__Objective__: How many lines in the items below contain the word "blurred"? Reply with the number only.

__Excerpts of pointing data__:
++++++++

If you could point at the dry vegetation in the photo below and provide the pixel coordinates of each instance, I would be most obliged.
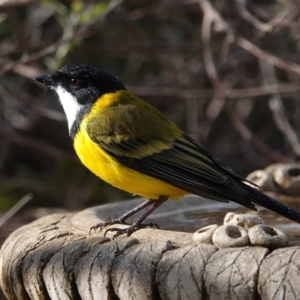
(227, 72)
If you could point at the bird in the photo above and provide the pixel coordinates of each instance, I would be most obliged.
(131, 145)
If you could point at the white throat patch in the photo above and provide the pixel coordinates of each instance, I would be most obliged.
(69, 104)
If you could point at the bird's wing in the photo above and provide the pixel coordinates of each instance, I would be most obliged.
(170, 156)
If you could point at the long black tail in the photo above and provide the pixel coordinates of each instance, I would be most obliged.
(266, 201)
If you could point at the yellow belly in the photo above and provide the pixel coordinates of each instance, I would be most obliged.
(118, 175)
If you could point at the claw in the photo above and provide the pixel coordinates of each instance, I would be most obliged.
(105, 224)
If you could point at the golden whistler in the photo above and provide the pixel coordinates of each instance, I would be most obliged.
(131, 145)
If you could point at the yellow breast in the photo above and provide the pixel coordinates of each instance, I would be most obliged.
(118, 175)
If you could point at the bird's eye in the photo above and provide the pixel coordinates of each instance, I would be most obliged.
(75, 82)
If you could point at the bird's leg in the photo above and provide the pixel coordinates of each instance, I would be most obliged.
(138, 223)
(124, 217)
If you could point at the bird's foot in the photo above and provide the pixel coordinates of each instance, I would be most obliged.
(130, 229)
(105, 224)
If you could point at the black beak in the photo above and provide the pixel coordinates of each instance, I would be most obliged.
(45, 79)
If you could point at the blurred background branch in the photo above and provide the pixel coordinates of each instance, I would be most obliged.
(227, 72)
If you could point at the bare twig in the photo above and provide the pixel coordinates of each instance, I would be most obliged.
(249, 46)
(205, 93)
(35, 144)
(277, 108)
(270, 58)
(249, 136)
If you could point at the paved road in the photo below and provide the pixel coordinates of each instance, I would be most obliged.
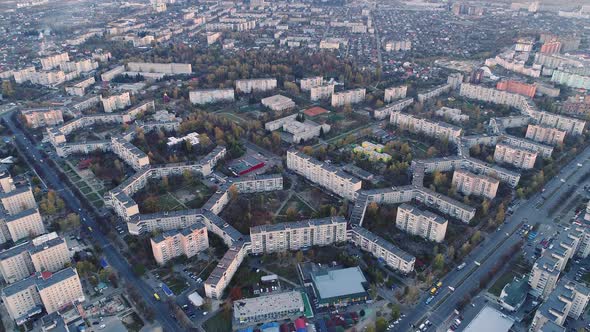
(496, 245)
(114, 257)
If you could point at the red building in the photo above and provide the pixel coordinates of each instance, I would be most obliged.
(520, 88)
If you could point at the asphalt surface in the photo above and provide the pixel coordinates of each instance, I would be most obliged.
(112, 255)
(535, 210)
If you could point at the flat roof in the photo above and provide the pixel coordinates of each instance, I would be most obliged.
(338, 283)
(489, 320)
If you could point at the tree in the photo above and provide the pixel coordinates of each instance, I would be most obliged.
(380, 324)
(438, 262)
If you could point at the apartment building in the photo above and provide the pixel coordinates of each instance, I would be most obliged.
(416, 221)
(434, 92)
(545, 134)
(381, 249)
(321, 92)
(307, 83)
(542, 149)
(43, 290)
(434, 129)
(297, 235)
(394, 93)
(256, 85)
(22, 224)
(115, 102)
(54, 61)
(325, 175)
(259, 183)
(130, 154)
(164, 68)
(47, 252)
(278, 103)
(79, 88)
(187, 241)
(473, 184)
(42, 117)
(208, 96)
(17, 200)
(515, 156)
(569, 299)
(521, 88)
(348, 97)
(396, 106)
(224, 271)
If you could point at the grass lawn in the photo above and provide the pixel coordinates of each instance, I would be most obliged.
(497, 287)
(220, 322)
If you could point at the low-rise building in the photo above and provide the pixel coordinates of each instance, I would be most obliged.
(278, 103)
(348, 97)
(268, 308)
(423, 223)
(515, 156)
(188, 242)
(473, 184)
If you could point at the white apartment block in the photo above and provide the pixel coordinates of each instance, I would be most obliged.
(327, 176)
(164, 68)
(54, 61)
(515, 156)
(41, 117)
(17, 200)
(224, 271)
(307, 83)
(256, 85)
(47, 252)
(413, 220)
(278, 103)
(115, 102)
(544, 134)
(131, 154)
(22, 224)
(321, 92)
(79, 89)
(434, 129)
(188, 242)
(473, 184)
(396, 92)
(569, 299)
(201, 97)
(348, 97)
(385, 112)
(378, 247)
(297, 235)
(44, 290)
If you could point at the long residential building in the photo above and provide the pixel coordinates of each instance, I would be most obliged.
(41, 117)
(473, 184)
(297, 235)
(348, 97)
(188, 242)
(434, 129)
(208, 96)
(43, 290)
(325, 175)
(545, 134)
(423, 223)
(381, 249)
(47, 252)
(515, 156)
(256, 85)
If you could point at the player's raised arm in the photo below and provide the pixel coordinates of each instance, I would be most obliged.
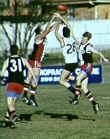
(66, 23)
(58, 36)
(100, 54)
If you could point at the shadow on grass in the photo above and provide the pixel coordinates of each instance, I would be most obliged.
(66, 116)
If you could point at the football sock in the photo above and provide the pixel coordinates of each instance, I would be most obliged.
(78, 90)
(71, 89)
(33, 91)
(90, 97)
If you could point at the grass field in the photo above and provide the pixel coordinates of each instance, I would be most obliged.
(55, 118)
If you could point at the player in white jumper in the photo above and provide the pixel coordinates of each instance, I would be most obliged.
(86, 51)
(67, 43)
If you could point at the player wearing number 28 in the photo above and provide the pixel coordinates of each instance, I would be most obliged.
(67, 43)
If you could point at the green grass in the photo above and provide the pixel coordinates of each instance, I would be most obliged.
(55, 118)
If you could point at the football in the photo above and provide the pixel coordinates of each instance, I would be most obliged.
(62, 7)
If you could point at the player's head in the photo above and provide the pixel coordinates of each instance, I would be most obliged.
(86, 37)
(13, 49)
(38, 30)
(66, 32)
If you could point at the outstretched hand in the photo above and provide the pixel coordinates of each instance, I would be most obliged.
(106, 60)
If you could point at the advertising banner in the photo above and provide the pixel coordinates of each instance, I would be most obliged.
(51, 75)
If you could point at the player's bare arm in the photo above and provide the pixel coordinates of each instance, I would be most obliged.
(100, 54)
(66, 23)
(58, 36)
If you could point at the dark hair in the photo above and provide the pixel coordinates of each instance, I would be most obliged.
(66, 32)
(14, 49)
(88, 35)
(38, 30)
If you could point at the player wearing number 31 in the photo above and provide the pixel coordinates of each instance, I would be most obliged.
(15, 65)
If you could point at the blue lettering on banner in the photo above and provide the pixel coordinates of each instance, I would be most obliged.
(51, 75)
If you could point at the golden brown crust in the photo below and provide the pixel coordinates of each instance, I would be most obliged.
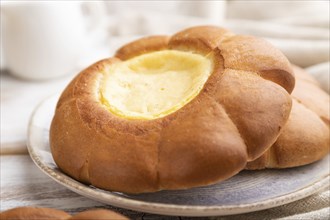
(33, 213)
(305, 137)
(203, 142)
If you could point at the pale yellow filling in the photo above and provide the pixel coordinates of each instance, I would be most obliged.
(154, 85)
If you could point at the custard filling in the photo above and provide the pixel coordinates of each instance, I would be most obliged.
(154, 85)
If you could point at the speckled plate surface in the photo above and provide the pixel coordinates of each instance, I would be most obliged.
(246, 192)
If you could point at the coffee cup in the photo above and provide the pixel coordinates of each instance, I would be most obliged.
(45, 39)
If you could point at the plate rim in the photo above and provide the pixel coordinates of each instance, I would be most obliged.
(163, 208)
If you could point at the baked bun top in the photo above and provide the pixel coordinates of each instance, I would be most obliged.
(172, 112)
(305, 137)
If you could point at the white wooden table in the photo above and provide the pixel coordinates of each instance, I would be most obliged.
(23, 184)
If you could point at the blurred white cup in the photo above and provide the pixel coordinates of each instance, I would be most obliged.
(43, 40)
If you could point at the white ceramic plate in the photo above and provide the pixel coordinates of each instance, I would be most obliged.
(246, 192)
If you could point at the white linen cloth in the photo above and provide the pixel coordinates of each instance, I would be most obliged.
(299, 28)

++++++++

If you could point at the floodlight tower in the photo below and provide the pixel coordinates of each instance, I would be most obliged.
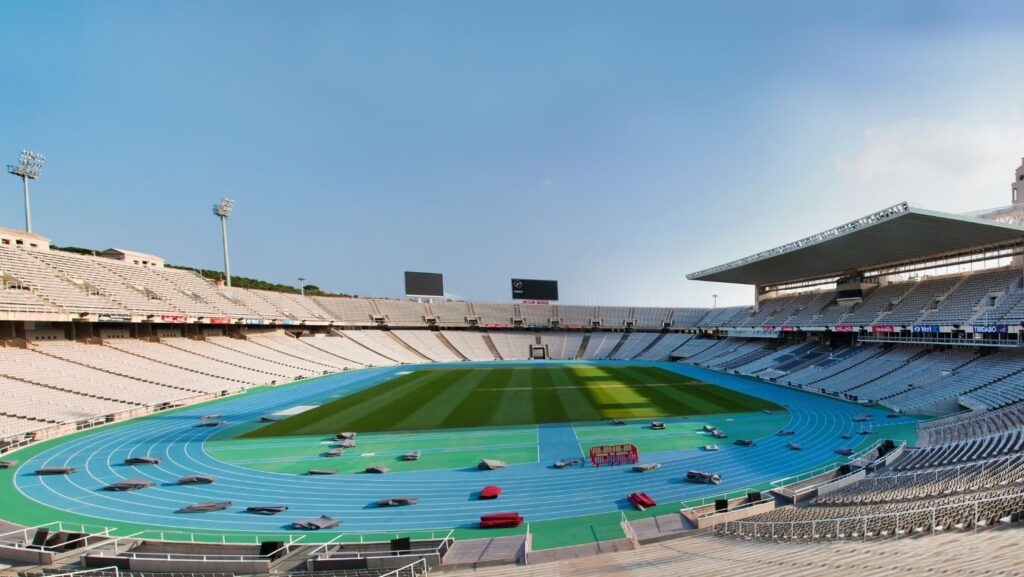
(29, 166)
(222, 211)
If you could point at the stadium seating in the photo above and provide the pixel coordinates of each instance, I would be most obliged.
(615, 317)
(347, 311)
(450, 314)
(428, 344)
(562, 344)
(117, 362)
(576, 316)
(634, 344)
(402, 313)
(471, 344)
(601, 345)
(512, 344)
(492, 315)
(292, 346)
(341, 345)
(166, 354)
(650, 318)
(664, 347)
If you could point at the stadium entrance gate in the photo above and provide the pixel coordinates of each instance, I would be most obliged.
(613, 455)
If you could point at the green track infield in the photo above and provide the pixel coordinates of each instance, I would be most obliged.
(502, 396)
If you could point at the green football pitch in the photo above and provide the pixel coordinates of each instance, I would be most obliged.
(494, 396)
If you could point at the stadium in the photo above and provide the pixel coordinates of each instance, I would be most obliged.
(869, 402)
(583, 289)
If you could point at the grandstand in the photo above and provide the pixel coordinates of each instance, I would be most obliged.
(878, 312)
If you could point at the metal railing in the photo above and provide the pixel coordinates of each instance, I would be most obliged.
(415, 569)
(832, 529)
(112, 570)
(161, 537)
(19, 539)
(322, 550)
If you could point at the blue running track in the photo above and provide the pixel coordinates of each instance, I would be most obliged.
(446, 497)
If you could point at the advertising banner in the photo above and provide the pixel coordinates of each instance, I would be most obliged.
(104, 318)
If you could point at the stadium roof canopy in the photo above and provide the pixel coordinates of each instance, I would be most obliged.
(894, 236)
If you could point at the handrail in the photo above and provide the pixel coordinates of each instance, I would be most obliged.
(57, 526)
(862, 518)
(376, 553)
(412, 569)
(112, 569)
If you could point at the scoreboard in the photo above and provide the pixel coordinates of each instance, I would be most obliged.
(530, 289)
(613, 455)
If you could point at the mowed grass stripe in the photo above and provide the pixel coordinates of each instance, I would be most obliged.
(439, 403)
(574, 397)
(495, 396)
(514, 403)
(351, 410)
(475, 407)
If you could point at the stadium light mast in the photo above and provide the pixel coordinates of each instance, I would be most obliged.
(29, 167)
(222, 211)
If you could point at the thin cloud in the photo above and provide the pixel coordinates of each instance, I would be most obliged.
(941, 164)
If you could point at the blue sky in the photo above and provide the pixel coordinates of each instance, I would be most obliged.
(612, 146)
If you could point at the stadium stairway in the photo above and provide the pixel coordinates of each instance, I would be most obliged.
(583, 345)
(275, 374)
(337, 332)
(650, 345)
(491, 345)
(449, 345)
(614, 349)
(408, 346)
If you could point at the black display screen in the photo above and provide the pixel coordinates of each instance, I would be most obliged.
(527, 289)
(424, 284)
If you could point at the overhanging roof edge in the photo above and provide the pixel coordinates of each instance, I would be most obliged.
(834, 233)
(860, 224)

++++++++

__Task response__: 2